◆ TASK INPUTS ◆
<<<<
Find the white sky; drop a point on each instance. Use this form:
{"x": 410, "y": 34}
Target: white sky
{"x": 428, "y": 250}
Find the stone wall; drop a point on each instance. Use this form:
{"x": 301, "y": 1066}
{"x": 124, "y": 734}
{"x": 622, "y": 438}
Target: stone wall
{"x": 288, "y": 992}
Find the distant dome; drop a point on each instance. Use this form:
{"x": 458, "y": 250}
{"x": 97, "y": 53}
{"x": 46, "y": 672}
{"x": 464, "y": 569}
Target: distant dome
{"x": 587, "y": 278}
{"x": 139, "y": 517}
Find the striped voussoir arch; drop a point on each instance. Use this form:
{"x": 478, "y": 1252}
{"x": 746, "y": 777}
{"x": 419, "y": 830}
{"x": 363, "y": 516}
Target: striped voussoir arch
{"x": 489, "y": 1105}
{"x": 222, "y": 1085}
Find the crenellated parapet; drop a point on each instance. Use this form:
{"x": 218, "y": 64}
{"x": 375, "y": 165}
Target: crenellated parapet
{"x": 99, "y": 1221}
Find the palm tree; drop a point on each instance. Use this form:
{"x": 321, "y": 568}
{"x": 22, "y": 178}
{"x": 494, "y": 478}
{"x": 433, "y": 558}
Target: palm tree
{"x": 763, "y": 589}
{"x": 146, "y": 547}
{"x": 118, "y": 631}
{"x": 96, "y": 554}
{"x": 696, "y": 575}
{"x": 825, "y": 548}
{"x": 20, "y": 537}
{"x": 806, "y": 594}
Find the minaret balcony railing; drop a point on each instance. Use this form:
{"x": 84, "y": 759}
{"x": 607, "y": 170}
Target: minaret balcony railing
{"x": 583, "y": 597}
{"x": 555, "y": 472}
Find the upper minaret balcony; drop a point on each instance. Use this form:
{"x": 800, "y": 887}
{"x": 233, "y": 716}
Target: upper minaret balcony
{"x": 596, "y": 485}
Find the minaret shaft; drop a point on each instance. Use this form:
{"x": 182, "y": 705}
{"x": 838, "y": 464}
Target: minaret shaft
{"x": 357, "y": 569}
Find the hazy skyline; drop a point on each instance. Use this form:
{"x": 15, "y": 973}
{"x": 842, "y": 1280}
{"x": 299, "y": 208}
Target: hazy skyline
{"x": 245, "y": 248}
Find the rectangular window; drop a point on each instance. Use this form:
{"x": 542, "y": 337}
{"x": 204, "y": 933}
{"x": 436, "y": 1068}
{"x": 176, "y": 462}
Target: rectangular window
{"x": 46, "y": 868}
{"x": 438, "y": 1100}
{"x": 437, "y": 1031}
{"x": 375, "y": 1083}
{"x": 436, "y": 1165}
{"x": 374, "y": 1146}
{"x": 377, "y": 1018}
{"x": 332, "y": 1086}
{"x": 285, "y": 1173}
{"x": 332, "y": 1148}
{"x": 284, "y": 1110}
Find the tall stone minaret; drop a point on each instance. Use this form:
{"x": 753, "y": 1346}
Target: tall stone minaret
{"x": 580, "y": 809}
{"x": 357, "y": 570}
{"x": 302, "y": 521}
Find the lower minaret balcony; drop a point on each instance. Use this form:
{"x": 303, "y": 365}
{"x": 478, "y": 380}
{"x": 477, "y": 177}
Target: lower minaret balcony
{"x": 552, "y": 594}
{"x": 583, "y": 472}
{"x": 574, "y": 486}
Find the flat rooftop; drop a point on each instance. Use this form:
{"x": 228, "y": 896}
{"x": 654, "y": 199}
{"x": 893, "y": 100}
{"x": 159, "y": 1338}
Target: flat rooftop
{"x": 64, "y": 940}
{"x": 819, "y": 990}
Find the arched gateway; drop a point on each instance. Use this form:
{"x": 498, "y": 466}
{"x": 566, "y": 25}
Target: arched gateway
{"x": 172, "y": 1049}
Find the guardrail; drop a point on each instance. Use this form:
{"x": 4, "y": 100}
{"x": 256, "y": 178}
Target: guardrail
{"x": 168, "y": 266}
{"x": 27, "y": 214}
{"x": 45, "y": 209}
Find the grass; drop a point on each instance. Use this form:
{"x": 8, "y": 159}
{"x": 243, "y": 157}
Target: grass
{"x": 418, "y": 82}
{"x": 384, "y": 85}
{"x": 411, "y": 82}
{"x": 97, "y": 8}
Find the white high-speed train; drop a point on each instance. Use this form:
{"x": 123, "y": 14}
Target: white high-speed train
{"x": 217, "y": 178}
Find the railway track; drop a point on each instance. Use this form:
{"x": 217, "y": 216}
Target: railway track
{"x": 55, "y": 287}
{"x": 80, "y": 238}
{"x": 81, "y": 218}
>>>>
◆ WRITTEN PROBLEM ◆
Copy out every entry again, exactly as it was given.

◆ RESPONSE TO THIS EXERCISE ◆
Find the white sky; drop a point on each instance. Use this form:
{"x": 410, "y": 34}
Target: white sky
{"x": 428, "y": 250}
Find the stone wall; drop a point on each instance. Use this form:
{"x": 301, "y": 1066}
{"x": 124, "y": 734}
{"x": 622, "y": 438}
Target: stone wall
{"x": 288, "y": 992}
Find the distant dome; drop a point on each instance. Use this form:
{"x": 458, "y": 250}
{"x": 97, "y": 53}
{"x": 46, "y": 672}
{"x": 464, "y": 569}
Target: distant dome
{"x": 587, "y": 278}
{"x": 139, "y": 517}
Find the striped voussoir arch; drop a point on each instance. Use this form:
{"x": 478, "y": 1252}
{"x": 746, "y": 777}
{"x": 419, "y": 830}
{"x": 363, "y": 516}
Target: striped voussoir arch
{"x": 489, "y": 1105}
{"x": 222, "y": 1085}
Find the crenellated parapet; drop a point on each instance. Use this form:
{"x": 218, "y": 64}
{"x": 375, "y": 165}
Target: crenellated parapet
{"x": 99, "y": 1221}
Find the palm tree; drop a point on each instance. Use this form:
{"x": 321, "y": 568}
{"x": 22, "y": 178}
{"x": 494, "y": 478}
{"x": 433, "y": 558}
Target: palm tree
{"x": 763, "y": 589}
{"x": 146, "y": 547}
{"x": 118, "y": 631}
{"x": 96, "y": 554}
{"x": 696, "y": 575}
{"x": 825, "y": 548}
{"x": 20, "y": 537}
{"x": 806, "y": 594}
Find the minaret balcony railing; drop a point on each instance. Use this form:
{"x": 84, "y": 759}
{"x": 607, "y": 170}
Target: minaret balcony railing
{"x": 583, "y": 597}
{"x": 555, "y": 472}
Find the upper minaret balcony; drop a point on each instance. Use this form:
{"x": 800, "y": 887}
{"x": 233, "y": 716}
Target: upper minaret balcony
{"x": 596, "y": 485}
Find the minaret shaft; drop a point on each instance. Use this form:
{"x": 182, "y": 705}
{"x": 838, "y": 464}
Target: minaret shaft
{"x": 357, "y": 569}
Find the hazy skyline; drop a point on each instance. Use this form:
{"x": 15, "y": 973}
{"x": 842, "y": 1280}
{"x": 299, "y": 208}
Target: hazy skyline
{"x": 245, "y": 248}
Find the rectangular window; drop a point on each instance. Use this form:
{"x": 542, "y": 337}
{"x": 204, "y": 933}
{"x": 436, "y": 1068}
{"x": 176, "y": 462}
Target: rectangular window
{"x": 46, "y": 868}
{"x": 438, "y": 1100}
{"x": 437, "y": 1031}
{"x": 375, "y": 1083}
{"x": 436, "y": 1165}
{"x": 374, "y": 1146}
{"x": 377, "y": 1018}
{"x": 332, "y": 1086}
{"x": 285, "y": 1173}
{"x": 332, "y": 1148}
{"x": 284, "y": 1110}
Find the tall stone minaret; drop a point on each instance. Use this form:
{"x": 753, "y": 1346}
Target: tall stone minaret
{"x": 580, "y": 809}
{"x": 357, "y": 570}
{"x": 302, "y": 521}
Find the lower minaret balcony; drop a point on each instance. Use this form:
{"x": 303, "y": 365}
{"x": 478, "y": 380}
{"x": 477, "y": 177}
Target: lower minaret balcony
{"x": 552, "y": 594}
{"x": 583, "y": 472}
{"x": 574, "y": 486}
Find the flat rooftop; drop a point on each instance. Use this form:
{"x": 228, "y": 896}
{"x": 654, "y": 199}
{"x": 893, "y": 100}
{"x": 159, "y": 1338}
Target: flat rooftop
{"x": 64, "y": 940}
{"x": 819, "y": 990}
Find the arched gateway; drop a point on each instance. Use this form:
{"x": 498, "y": 466}
{"x": 566, "y": 25}
Target: arched gateway
{"x": 172, "y": 1049}
Find the guardrail; drop a point on each instance. Use this form:
{"x": 4, "y": 100}
{"x": 256, "y": 178}
Target: guardrail
{"x": 168, "y": 266}
{"x": 27, "y": 214}
{"x": 45, "y": 209}
Find the grass; drop a point on each instance. Use this form:
{"x": 8, "y": 159}
{"x": 243, "y": 157}
Target: grass
{"x": 418, "y": 82}
{"x": 384, "y": 85}
{"x": 411, "y": 82}
{"x": 97, "y": 8}
Find the white high-speed train; drop a point on each instance. Use this form:
{"x": 123, "y": 14}
Target: white high-speed train
{"x": 217, "y": 178}
Find the railway track; drop a point on each instance. Use this form:
{"x": 217, "y": 216}
Target: railway track
{"x": 55, "y": 287}
{"x": 80, "y": 238}
{"x": 81, "y": 218}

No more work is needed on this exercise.